**Page excerpt**
MARA Junior Science Colleges (MJSC) (Maktab Rendah Sains MARA (MRSM)), is a network of boarding schools founded by the People's Trust Council (PTC) (Majlis Amanah Rakyat (MARA)), a Malaysian governmental organization. These schools offer educational resources for students across various regions in Malaysia.

== History ==
The inaugural MRSM was founded in Seremban in February 1972, welcoming its pioneer intake of 150 students, exclusively male, from across Malaysia. MJSC Seremban ceased admitting students in 1986 and transitioned gradually into Kolej MARA Seremban, a process completed officially in February 1994.

== Academic system ==
Students are primarily assessed through a system similar to the grading systems in universities and/or colleges: the grade point average (GPA) (Purata Nilaian Gred (PNG) system. By the end of their final semesters, they will be awarded a certificate of graduation for those who succeeded to pass with at least a cumulative grade point average (CGPA) (Timbunan Purata Nilaian Gred (TPNG)) of 3.50 and above.

MRSMs adhere to the conventional academic progression structure prevalent in Malaysia, wherein students advance sequentially from Year 7 (referred to as Form 1) through Year 11 (Form 5) based on age, without a mechanism for transitional advancement based on individual capabilities. While the majority of MRSMs operate across all levels from Form 1 to Form 5, three MRSMs exclusively offer Forms 4 and 5. As of 2015, there are no MRSMs solely dedicated to Forms 1 to 3. Formerly restricted to lower forms, several MRSMs, including MRSM Pasir Tumboh and MRSM Gerik, commenced admitting students for Form 4 in 2015, subsequently sitting for the SPM examination in 2016.

Regular MRSM applicants take the Form 3 Assessment (Pentaksiran Tingkatan 3 (PT3)) exam and the Malaysian Education Certificate (Sijil Pelajaran Malaysia (SPM)) national examinations, whereby IGCSE adhering MRSMs will take the IGCSE exam by Form 4.

Students who started from Form 1 can continue their studies in MRSM until Form 5 in the same college or by transferring to another college. MRSM implemented Dual Language Programme (DLP) but the medium of teaching is mostly conducted in English.

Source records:

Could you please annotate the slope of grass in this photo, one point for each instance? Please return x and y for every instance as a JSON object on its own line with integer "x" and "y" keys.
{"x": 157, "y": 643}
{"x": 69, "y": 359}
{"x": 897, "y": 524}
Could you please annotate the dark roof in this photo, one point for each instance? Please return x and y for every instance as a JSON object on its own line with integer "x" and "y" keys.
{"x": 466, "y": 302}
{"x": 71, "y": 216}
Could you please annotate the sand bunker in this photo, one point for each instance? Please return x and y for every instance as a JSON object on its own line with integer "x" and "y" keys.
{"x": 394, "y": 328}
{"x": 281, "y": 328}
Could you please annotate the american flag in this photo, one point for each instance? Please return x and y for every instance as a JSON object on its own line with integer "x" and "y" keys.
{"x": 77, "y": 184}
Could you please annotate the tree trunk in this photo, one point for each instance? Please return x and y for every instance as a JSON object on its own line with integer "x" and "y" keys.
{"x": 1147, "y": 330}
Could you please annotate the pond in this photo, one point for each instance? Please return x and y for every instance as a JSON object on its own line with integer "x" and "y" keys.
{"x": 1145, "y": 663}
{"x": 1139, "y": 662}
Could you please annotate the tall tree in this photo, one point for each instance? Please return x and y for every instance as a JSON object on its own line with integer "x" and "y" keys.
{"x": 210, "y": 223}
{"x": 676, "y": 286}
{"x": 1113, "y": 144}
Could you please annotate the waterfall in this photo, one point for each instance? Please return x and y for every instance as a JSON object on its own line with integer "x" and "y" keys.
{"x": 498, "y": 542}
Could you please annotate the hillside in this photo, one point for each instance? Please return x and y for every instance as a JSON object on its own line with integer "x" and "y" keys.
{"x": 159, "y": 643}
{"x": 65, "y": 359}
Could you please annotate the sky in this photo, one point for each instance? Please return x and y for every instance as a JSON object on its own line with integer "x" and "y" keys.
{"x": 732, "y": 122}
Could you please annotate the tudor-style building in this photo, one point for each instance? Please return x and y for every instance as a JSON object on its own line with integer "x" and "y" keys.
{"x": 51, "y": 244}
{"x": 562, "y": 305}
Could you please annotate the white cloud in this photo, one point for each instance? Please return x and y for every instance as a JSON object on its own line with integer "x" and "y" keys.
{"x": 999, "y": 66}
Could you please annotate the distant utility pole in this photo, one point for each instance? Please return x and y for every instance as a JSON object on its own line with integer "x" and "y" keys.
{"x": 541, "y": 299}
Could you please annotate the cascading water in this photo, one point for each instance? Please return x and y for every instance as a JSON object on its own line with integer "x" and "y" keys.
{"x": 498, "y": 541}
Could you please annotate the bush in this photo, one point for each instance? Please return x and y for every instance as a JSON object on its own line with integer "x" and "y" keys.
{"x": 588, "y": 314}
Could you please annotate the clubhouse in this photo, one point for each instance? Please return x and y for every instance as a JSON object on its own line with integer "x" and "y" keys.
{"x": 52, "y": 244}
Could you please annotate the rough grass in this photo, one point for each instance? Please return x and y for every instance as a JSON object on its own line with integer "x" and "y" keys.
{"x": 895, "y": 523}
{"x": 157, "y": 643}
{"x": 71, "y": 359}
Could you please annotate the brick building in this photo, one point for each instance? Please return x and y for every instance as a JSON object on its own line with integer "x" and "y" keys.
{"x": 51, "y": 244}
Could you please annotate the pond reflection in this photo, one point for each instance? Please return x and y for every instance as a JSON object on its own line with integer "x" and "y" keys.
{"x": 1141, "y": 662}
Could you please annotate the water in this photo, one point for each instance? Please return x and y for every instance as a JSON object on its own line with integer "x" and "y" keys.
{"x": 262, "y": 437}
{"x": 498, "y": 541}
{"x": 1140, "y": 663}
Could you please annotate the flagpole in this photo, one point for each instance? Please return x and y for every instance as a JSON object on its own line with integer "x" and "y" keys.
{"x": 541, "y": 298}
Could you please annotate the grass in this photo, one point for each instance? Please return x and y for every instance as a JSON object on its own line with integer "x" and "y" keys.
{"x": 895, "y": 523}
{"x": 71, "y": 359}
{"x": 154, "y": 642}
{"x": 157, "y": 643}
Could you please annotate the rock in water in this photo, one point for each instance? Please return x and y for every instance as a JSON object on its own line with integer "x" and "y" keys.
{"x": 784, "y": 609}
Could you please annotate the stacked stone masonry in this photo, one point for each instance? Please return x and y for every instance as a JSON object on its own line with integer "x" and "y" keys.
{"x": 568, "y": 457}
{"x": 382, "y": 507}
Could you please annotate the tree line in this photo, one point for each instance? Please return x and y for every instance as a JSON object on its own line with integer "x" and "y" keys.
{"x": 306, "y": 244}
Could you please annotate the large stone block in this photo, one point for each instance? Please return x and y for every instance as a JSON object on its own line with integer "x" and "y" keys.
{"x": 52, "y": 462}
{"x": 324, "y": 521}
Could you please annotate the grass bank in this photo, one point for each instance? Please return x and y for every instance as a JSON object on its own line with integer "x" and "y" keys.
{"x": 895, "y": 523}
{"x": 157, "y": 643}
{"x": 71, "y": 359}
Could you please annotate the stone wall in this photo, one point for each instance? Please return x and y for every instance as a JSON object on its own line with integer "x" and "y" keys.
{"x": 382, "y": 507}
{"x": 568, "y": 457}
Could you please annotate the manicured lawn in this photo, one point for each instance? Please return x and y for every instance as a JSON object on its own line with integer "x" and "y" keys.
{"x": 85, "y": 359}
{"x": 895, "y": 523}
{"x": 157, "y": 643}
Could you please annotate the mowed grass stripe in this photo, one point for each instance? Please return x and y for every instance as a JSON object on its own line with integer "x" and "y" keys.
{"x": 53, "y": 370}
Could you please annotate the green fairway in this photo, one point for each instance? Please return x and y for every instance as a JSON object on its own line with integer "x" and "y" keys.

**Work order A**
From the passage on MARA Junior Science Colleges, output the text between "Regular MRSM applicants" and "conducted in English.", inclusive.
**Work order B**
Name every examination that the passage on MARA Junior Science Colleges says MRSM students sit.
**Work order C**
Resume the passage on MARA Junior Science Colleges after its final sentence.

**Answer box A**
Regular MRSM applicants take the Form 3 Assessment (Pentaksiran Tingkatan 3 (PT3)) exam and the Malaysian Education Certificate (Sijil Pelajaran Malaysia (SPM)) national examinations, whereby IGCSE adhering MRSMs will take the IGCSE exam by Form 4.

Students who started from Form 1 can continue their studies in MRSM until Form 5 in the same college or by transferring to another college. MRSM implemented Dual Language Programme (DLP) but the medium of teaching is mostly conducted in English.

**Answer box B**
Form 3 Assessment (Pentaksiran Tingkatan 3, PT3)
Malaysian Education Certificate (Sijil Pelajaran Malaysia, SPM)
IGCSE

**Answer box C**
== Location ==
As of 2022, there were 57 MARA Junior Science Colleges (MRSMs) across Malaysia, with 48 in Peninsular Malaysia and 9 in East Malaysia. Each state has at least two MRSMs, while no campus has yet been established in the Federal Territories of Kuala Lumpur, Putrajaya, or Labuan, despite plans for one in Labuan since 2015. Perak hosts the most MRSMs with nine campuses, including MRSM Bagan Datuk, opened in 2021 and offering the Ulul Albab programme.

Most MRSMs are named after their locations (e.g., MRSM Kuantan, MRSM Kuala Terengganu, MRSM Muar), while others honour prominent national figures, such as MRSM Tun Abdul Razak, MRSM Sultan Azlan Shah, and MRSM Tun Ghafar Baba.

Certain MRSMs cater to specific groups: MRSM Terendak and MRSM PDRM Kulim primarily serve children of armed forces and police personnel, while MRSM ATM Bera in Pahang, completed in 2020, focuses on students from military families.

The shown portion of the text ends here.